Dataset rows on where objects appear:
========================================

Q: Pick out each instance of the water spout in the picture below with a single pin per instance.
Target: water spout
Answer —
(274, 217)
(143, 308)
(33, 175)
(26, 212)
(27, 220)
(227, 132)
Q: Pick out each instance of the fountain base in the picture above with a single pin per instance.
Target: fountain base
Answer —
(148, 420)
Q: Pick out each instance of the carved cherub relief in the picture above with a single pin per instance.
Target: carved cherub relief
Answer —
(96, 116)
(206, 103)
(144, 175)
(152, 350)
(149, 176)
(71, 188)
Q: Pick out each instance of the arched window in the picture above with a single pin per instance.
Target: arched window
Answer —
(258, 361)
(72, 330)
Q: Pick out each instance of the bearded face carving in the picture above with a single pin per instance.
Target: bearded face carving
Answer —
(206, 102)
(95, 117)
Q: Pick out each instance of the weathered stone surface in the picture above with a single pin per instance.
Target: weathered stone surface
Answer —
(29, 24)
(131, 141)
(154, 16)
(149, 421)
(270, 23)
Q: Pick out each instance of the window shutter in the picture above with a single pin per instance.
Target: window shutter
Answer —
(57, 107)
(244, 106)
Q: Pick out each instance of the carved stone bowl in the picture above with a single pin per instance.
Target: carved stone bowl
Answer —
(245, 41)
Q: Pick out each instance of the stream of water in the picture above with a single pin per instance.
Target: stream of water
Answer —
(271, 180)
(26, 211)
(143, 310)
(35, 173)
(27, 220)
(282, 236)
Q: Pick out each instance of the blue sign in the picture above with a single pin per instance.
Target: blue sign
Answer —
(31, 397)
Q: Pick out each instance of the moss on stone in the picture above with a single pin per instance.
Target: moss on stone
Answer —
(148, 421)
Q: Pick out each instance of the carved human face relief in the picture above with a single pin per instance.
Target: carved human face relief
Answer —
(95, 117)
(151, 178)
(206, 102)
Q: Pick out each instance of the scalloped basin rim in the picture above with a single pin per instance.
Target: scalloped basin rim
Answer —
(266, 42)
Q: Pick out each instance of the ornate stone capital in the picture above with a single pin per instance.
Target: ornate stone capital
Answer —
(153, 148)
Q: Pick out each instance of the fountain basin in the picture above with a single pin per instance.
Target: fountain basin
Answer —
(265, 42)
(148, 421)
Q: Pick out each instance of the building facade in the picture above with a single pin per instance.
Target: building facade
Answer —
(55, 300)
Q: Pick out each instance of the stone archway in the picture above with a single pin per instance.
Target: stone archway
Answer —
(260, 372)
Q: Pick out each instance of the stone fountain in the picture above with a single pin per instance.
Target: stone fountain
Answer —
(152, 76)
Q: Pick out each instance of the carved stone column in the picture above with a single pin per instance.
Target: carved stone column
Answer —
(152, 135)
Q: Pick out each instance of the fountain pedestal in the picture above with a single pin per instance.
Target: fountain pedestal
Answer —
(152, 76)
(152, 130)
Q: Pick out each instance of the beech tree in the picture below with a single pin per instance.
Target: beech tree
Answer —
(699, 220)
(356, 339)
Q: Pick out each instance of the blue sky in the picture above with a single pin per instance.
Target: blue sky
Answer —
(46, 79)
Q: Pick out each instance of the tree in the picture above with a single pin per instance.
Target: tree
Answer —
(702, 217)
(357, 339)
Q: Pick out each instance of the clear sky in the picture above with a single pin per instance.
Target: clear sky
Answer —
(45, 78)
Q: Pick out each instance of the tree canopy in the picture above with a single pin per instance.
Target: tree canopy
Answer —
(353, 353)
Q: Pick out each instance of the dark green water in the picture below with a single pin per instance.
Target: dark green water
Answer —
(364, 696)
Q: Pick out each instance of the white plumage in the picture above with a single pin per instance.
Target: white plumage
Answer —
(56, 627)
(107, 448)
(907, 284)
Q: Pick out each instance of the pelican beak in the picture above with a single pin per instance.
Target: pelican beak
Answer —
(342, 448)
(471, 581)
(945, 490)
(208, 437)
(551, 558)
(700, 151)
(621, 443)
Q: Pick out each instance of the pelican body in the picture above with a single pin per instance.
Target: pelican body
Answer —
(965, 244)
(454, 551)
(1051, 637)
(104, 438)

========================================

Format the listing as a Markdown table with the columns "Row" and "Line", beginning at the line that contains "Q: Pick out each instance of the blue sky" and continuing through the final line of the listing, omitting any blank lines.

### Full answer:
| Row | Line |
|---|---|
| 1 | Q: Pick out each instance of the blue sky in the picture above with a single pin per instance. |
| 2 | Target: blue sky |
| 3 | Answer — |
| 4 | (46, 79) |
| 5 | Q: Pick out each instance of the tree in the picture above with a single pin per instance. |
| 6 | Target: tree |
| 7 | Answer — |
| 8 | (702, 217) |
| 9 | (357, 339) |
| 10 | Q: Pick out each instance of the clear sky in the picture above with a single pin per instance. |
| 11 | Target: clear sky |
| 12 | Answer — |
| 13 | (45, 78) |
| 14 | Q: Pick out each instance of the tree canopy in the picture above with a single pin per instance. |
| 15 | Target: tree canopy |
| 16 | Answer — |
| 17 | (353, 353) |
| 18 | Q: Pick out each instance of the dark green water in the picture below with a single pin per instance. |
| 19 | Target: dark green water |
| 20 | Answer — |
| 21 | (364, 696) |
| 22 | Q: Pick out each instance of the white plumage in the picture above with a single pin per instance. |
| 23 | Target: white plumage |
| 24 | Answer — |
| 25 | (56, 627) |
| 26 | (107, 448) |
| 27 | (907, 284) |
| 28 | Q: Pick out each instance of the pelican beak in the picture above with a single pin per instance. |
| 29 | Target: pelican beak |
| 30 | Answer — |
| 31 | (342, 448) |
| 32 | (471, 581) |
| 33 | (945, 490) |
| 34 | (208, 437) |
| 35 | (551, 558) |
| 36 | (700, 151) |
| 37 | (621, 443) |
| 38 | Q: Pick out each instance of the pelican body in the picture above with a single pin per instance. |
| 39 | Target: pelican body |
| 40 | Answer — |
| 41 | (965, 244) |
| 42 | (454, 551) |
| 43 | (1051, 637) |
| 44 | (104, 438) |